Repeat exactly each line of the material, starting from the line that contains "locate the ivy" and finishing with the final line.
───── Given records ─────
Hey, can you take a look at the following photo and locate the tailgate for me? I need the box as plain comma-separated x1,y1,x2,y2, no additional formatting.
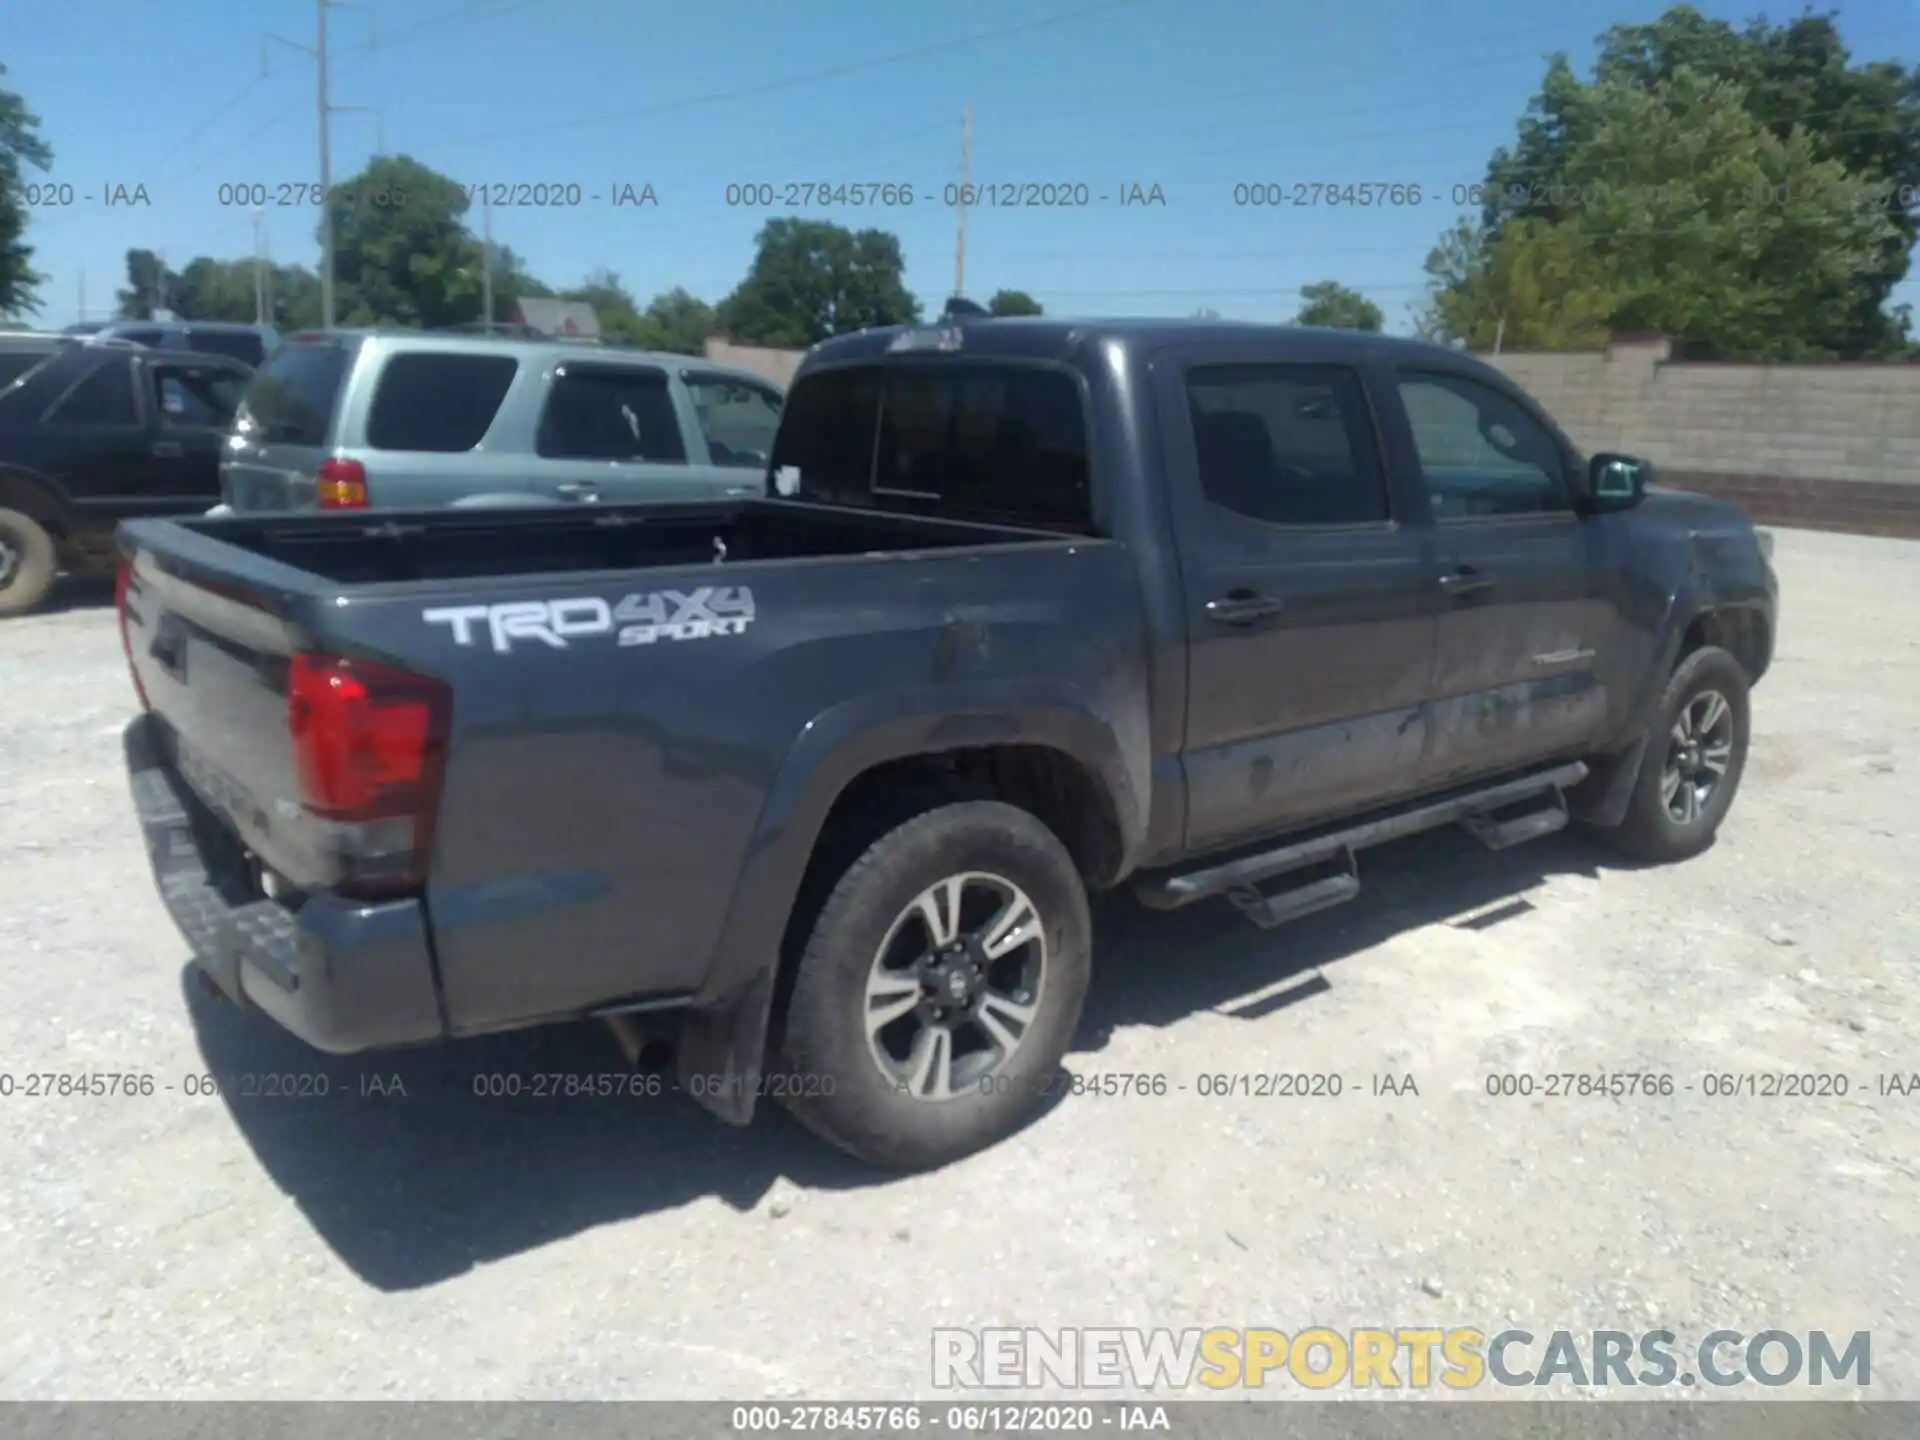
120,536,328,889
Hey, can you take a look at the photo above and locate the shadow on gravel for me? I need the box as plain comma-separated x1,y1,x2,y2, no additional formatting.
181,823,1640,1290
1072,824,1637,1054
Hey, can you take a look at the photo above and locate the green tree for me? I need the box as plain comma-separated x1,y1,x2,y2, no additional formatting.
717,218,919,347
643,286,717,353
1418,218,1617,351
1292,280,1383,331
326,155,489,327
560,268,651,344
116,249,173,319
987,288,1043,317
1474,5,1920,356
0,66,52,318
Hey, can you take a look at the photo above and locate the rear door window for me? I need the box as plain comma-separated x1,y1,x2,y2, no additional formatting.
366,352,519,453
152,362,248,429
536,364,686,462
46,357,141,425
237,340,351,446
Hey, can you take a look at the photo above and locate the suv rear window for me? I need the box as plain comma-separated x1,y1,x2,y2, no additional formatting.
772,363,1092,531
237,341,351,446
367,352,519,452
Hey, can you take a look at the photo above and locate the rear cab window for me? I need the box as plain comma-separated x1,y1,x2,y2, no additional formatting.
366,351,519,452
236,339,352,446
770,362,1093,533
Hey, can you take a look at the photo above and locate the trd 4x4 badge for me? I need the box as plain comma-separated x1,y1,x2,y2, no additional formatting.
424,586,756,653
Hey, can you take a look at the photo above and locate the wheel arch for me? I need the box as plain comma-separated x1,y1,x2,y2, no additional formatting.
673,685,1145,1124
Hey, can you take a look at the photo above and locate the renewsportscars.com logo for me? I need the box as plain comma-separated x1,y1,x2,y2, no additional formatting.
930,1327,1872,1391
423,587,756,653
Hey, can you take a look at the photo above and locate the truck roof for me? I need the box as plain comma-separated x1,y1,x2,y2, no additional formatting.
803,315,1471,369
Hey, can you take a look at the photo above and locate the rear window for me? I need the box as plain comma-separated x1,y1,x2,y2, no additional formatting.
367,352,519,452
237,340,351,446
771,362,1092,531
769,365,882,503
184,329,266,367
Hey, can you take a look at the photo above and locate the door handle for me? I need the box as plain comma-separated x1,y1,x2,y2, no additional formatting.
555,482,600,502
151,440,184,459
1204,589,1286,625
724,484,758,497
1439,568,1496,597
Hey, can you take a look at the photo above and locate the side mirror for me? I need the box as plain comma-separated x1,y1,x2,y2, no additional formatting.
1587,452,1650,512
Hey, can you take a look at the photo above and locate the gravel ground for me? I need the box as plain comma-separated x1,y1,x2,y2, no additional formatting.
0,528,1914,1403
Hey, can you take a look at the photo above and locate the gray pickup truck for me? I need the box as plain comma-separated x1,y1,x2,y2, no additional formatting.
116,316,1778,1169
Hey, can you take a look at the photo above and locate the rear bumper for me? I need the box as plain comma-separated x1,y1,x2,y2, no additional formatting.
124,714,445,1054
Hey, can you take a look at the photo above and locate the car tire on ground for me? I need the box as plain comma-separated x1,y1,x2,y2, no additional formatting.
1599,644,1751,863
778,800,1092,1171
0,507,57,618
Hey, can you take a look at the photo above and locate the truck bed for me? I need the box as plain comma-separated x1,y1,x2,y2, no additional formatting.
162,497,1069,588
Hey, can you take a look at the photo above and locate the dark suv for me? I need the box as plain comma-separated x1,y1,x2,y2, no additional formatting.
63,320,279,369
0,339,253,614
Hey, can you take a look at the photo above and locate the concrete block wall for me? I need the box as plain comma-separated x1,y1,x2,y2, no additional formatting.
1487,337,1920,537
703,338,805,389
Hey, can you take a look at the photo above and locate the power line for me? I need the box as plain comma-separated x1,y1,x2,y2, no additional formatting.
425,0,1158,151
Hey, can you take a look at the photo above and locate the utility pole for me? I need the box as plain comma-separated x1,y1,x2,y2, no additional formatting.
1493,313,1506,355
153,250,167,319
317,0,334,328
953,100,971,301
481,188,494,334
264,0,371,331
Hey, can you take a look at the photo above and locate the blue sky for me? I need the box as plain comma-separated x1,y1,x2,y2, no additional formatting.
9,0,1917,334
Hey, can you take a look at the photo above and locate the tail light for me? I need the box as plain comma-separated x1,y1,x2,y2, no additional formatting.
115,558,151,711
287,653,450,893
316,457,368,509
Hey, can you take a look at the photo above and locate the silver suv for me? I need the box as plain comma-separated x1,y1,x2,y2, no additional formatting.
218,330,784,514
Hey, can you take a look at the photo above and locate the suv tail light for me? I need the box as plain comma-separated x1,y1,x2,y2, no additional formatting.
115,558,151,711
316,457,368,509
287,653,450,892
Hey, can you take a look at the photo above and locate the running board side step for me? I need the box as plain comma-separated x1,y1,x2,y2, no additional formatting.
1228,848,1361,930
1133,761,1588,914
1461,787,1570,851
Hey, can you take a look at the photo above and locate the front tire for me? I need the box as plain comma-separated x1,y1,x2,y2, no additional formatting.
0,508,57,617
1601,644,1751,863
778,801,1092,1171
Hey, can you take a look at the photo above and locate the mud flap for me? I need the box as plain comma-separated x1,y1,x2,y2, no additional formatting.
1567,734,1648,830
674,971,776,1126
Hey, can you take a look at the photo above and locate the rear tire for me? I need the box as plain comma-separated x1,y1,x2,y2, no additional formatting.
1599,644,1750,863
0,508,57,618
778,801,1092,1171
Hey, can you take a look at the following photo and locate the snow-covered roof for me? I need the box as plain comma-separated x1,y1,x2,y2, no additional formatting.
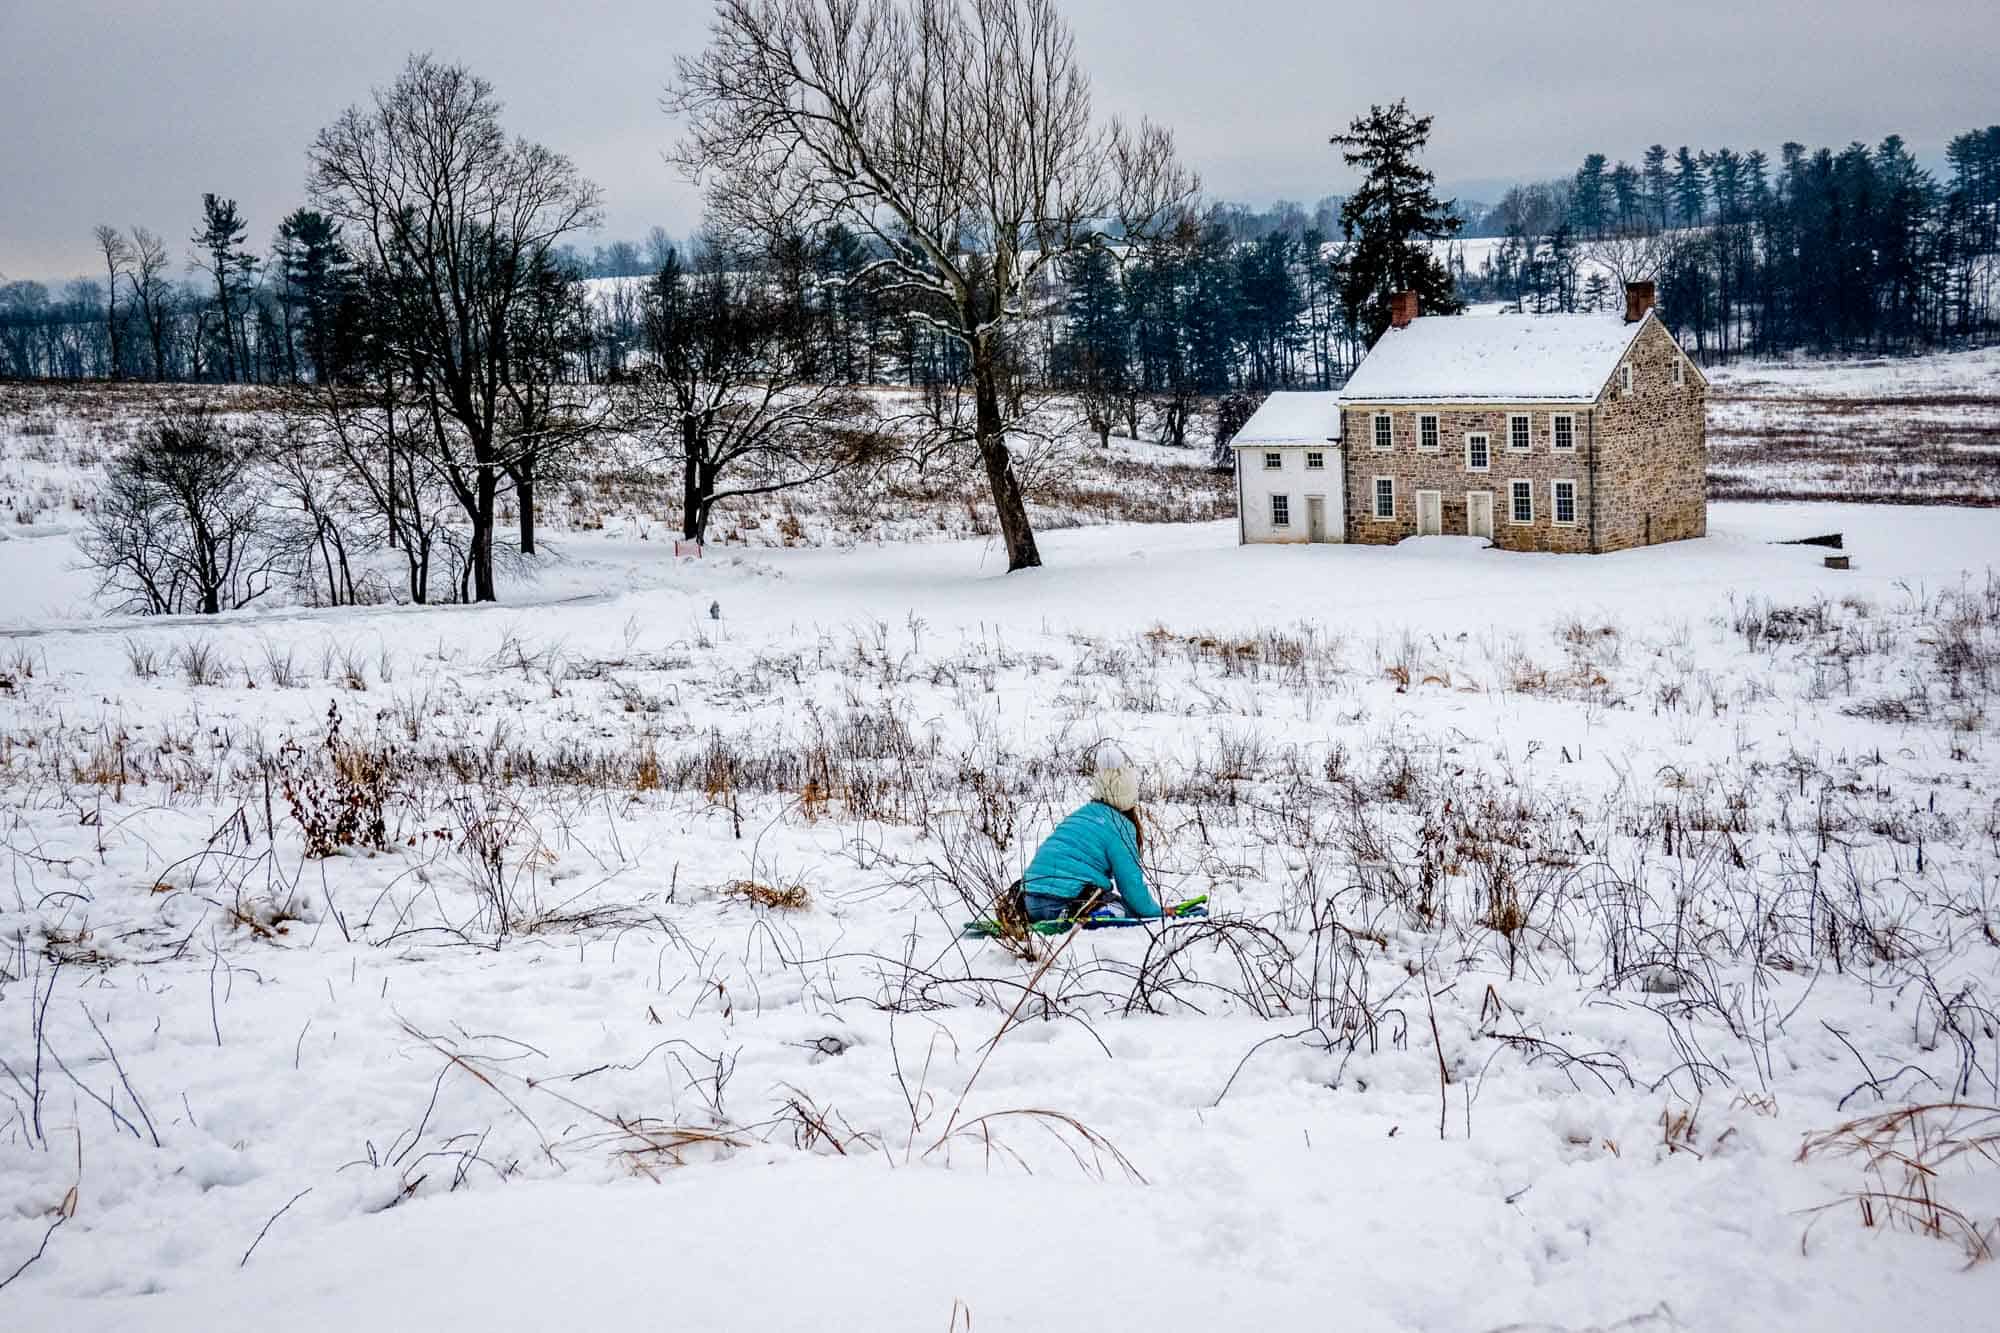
1229,391,1343,446
1339,313,1650,404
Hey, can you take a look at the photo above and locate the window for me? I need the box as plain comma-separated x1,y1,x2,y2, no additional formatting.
1372,413,1393,451
1552,414,1575,452
1510,479,1534,524
1552,479,1577,525
1673,358,1685,387
1620,364,1634,395
1373,477,1395,519
1419,414,1440,451
1305,450,1325,470
1507,413,1531,452
1465,432,1490,472
1271,494,1290,526
1263,452,1282,470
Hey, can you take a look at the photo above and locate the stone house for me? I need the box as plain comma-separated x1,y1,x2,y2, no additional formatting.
1234,284,1707,553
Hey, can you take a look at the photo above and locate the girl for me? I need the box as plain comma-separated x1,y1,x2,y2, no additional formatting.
1021,743,1163,923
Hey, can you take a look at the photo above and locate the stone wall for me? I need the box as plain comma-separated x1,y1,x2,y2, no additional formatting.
1336,403,1600,553
1592,317,1708,550
1336,314,1707,554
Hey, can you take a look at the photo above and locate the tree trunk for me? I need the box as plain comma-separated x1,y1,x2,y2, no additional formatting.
681,418,706,541
516,464,537,555
471,467,498,602
972,346,1040,572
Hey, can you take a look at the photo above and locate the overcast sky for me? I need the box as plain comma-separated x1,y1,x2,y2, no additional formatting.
3,0,1995,281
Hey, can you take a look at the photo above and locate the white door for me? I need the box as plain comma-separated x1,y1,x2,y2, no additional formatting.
1306,496,1326,542
1467,491,1494,539
1416,490,1442,537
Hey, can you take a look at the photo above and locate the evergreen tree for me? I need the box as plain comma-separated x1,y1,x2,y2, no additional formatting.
1060,244,1127,386
1642,145,1671,231
1671,147,1707,227
1329,100,1463,341
1609,161,1641,234
192,194,256,382
274,208,357,384
1571,153,1609,237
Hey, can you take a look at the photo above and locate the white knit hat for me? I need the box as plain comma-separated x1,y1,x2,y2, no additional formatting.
1090,741,1140,811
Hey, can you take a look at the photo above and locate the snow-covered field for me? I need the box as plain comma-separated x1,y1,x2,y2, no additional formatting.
4,379,2000,1329
1708,345,2000,506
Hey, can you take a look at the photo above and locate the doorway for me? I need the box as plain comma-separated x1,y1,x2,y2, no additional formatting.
1306,495,1327,543
1467,491,1494,539
1416,489,1442,537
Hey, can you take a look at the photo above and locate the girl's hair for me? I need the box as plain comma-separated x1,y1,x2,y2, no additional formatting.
1113,802,1144,855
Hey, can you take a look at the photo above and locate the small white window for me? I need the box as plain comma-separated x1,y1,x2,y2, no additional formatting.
1552,414,1575,452
1510,479,1534,524
1264,452,1282,470
1271,494,1290,526
1620,364,1634,395
1305,450,1325,470
1673,358,1685,387
1373,477,1395,519
1465,432,1490,472
1552,479,1577,526
1507,414,1531,452
1372,413,1393,451
1418,414,1440,451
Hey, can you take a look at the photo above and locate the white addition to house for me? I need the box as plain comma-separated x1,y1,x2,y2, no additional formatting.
1229,391,1344,544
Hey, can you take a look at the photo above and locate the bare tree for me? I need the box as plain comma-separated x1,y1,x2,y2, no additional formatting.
82,405,280,615
128,228,174,380
628,242,877,542
668,0,1194,571
93,226,133,379
307,54,602,601
1582,232,1670,292
285,380,465,604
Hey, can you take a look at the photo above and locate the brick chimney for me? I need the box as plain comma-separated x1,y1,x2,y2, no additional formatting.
1389,291,1419,329
1624,281,1656,324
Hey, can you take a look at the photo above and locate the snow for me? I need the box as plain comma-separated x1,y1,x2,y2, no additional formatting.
1340,313,1649,404
1228,390,1343,445
5,379,2000,1330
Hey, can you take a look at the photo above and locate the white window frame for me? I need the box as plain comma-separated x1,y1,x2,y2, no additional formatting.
1673,357,1685,387
1263,451,1283,471
1508,478,1535,525
1372,476,1395,520
1552,413,1576,452
1464,431,1490,473
1506,413,1532,453
1620,364,1634,395
1418,414,1440,452
1551,478,1578,527
1372,413,1393,451
1270,493,1290,527
1305,450,1325,470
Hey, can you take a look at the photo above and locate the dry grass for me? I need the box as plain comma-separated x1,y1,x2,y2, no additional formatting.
724,878,811,911
1798,1103,2000,1265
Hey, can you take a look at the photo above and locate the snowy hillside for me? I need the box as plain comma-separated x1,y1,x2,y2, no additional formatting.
2,381,1999,1330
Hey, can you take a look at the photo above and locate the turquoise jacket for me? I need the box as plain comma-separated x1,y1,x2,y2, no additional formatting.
1023,801,1162,918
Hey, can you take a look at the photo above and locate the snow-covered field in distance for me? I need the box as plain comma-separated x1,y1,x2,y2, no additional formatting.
3,370,2000,1330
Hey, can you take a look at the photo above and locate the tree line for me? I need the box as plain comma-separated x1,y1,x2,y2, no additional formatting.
20,0,2000,612
1459,128,2000,357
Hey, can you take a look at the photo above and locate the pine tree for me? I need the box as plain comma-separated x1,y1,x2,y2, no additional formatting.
1609,161,1641,234
275,208,356,384
1571,153,1609,238
192,194,255,382
1642,145,1671,232
1329,100,1464,341
1671,147,1707,227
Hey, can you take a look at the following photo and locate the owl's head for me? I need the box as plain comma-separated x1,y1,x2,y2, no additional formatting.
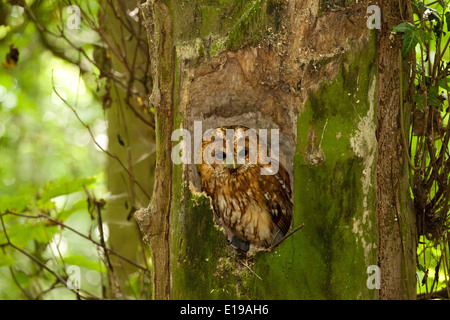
198,125,268,177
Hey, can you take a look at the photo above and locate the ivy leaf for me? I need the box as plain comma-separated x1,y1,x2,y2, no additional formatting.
417,264,426,273
430,14,443,38
414,94,425,111
393,22,416,33
402,33,420,57
438,77,450,89
429,11,440,22
411,1,425,15
393,22,421,57
446,12,450,32
428,86,442,108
─────
### Problem solution
Hey, can you take a look at the photo above and locate the ivy leaf for me? I need the box as plain comma-separated x1,y1,x2,y2, no additional formatting.
417,264,426,273
430,14,443,38
414,94,425,111
393,22,416,33
402,33,420,57
438,77,450,89
429,11,440,22
411,1,425,15
393,22,421,57
446,12,450,32
428,86,442,108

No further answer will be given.